=== INSTRUCTION ===
Rewrite the data below as a numbered list, from its start through the line with "box: [0, 144, 235, 194]", leaving out blank lines and pictures.

=== TASK DATA ===
══════

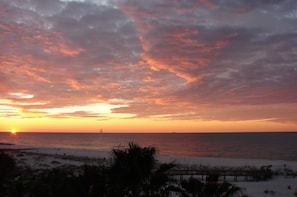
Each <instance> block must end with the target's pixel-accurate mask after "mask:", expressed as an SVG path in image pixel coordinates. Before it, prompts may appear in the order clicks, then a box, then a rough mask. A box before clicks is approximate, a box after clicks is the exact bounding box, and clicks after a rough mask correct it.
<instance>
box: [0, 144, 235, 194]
mask: <svg viewBox="0 0 297 197" xmlns="http://www.w3.org/2000/svg"><path fill="white" fill-rule="evenodd" d="M155 154H156V149H155V148H153V147H144V148H143V147H140V146H138V145H137V144H134V143H129V146H128V148H126V149H114V150H113V151H112V162H111V165H110V166H90V165H84V166H81V167H73V166H64V167H61V168H55V169H51V170H42V171H34V170H30V169H22V170H20V172H22V175H20V176H18V177H17V179H16V177H15V178H14V180H13V181H11V182H10V184H6V185H7V187H6V188H5V190H2V191H1V192H0V196H8V197H10V196H11V197H14V196H21V197H22V196H30V197H37V196H43V197H62V196H63V197H64V196H72V197H95V196H96V197H141V196H144V197H167V196H171V195H172V194H173V193H174V194H175V196H183V197H191V196H193V197H194V196H199V197H231V196H240V194H241V189H240V188H239V187H237V186H235V185H232V184H230V183H227V182H223V183H219V182H218V177H219V176H218V174H217V173H215V171H212V172H211V173H210V174H209V175H208V176H207V179H206V182H202V181H200V180H198V179H195V178H190V179H188V180H182V181H181V182H180V183H178V182H177V181H176V180H175V179H174V178H173V177H171V176H169V173H168V171H170V170H171V169H172V168H174V167H175V164H174V163H164V164H159V163H158V162H157V161H156V159H155ZM0 161H1V163H0V167H1V169H0V172H1V173H2V174H1V175H2V176H1V178H2V177H5V176H4V175H5V174H6V173H7V172H9V171H11V170H13V169H14V167H15V162H14V160H13V159H12V158H11V157H9V156H8V155H5V154H0ZM2 180H4V179H2Z"/></svg>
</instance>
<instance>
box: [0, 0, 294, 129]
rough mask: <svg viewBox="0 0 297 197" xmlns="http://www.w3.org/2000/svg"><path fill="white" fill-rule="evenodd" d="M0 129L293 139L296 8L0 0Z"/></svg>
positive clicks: (215, 0)
mask: <svg viewBox="0 0 297 197" xmlns="http://www.w3.org/2000/svg"><path fill="white" fill-rule="evenodd" d="M0 43H1V48H0V131H10V130H17V131H31V132H35V131H40V132H43V131H53V132H62V131H63V132H64V131H65V132H70V131H72V132H87V131H88V132H98V131H100V130H101V129H102V130H103V131H104V132H105V131H106V132H235V131H236V132H249V131H251V132H254V131H297V1H296V0H248V1H247V0H228V1H223V0H195V1H194V0H150V1H147V0H22V1H20V0H0Z"/></svg>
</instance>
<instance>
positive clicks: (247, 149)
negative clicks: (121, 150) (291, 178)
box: [0, 132, 297, 161]
mask: <svg viewBox="0 0 297 197" xmlns="http://www.w3.org/2000/svg"><path fill="white" fill-rule="evenodd" d="M129 142H134V143H137V144H139V145H141V146H154V147H156V148H157V150H158V154H159V155H172V156H199V157H225V158H247V159H271V160H291V161H297V143H296V142H297V133H285V132H284V133H281V132H280V133H210V134H206V133H157V134H156V133H146V134H144V133H137V134H135V133H133V134H132V133H125V134H120V133H117V134H114V133H100V134H98V133H17V134H16V135H15V136H12V135H11V134H10V133H3V132H2V133H0V143H13V144H18V145H27V146H38V147H51V148H71V149H87V150H100V151H111V150H112V149H113V148H115V147H122V146H127V145H128V143H129Z"/></svg>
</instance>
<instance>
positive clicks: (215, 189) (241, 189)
mask: <svg viewBox="0 0 297 197" xmlns="http://www.w3.org/2000/svg"><path fill="white" fill-rule="evenodd" d="M181 186H182V187H183V188H184V189H185V192H184V196H187V197H235V196H238V197H239V196H242V189H241V188H240V187H238V186H236V185H233V184H231V183H229V182H222V183H220V182H218V175H217V174H209V175H208V177H207V178H206V182H202V181H200V180H198V179H195V178H193V177H191V178H190V179H189V180H182V182H181Z"/></svg>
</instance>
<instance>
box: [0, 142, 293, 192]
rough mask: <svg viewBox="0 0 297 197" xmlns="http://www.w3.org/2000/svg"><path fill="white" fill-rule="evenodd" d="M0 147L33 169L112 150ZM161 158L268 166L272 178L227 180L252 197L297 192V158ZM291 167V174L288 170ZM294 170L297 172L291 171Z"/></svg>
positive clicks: (227, 164) (198, 165) (72, 162)
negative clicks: (265, 179) (257, 158)
mask: <svg viewBox="0 0 297 197" xmlns="http://www.w3.org/2000/svg"><path fill="white" fill-rule="evenodd" d="M0 150H1V151H5V152H6V153H8V154H10V155H12V156H13V157H14V158H15V160H16V162H17V165H20V166H23V167H30V168H32V169H41V170H42V169H51V168H55V167H61V166H66V165H73V166H81V165H84V164H91V165H97V164H106V165H108V162H109V161H110V156H111V153H110V152H103V151H102V152H100V151H91V150H81V149H60V148H40V147H28V146H18V145H3V144H2V145H0ZM157 160H158V161H159V162H162V163H165V162H174V163H176V164H179V165H182V166H186V167H195V166H207V167H220V168H224V167H225V168H230V167H246V166H251V167H257V168H260V167H261V166H269V165H271V169H272V170H273V172H278V175H274V176H273V178H272V179H270V180H266V181H245V180H244V179H238V180H237V181H234V180H233V179H230V180H228V181H230V182H232V183H234V184H236V185H237V186H239V187H241V188H243V189H244V190H243V191H244V193H245V194H246V195H247V196H251V197H262V196H276V197H289V196H297V177H296V172H297V162H294V161H280V160H252V159H228V158H207V157H203V158H201V157H175V156H157ZM288 171H290V172H291V175H288V174H286V172H288ZM292 174H295V176H294V175H292Z"/></svg>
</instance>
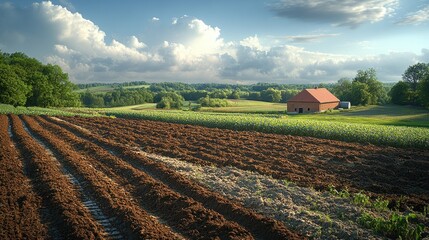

══════

=== TASK SOLUTION ===
1. Each <instance> block must end with the target's pixel-accurate mask after "mask:", expressed as an SVG path in image pixel coordinates. Before it, prompts may appear in the order clicks, then a box, then a rough mask. A box before clicks is approximate, a box after clicks is the exact bounding box, and clicks after a rough mask correct it.
2. <instance>
3. box: [0, 144, 235, 194]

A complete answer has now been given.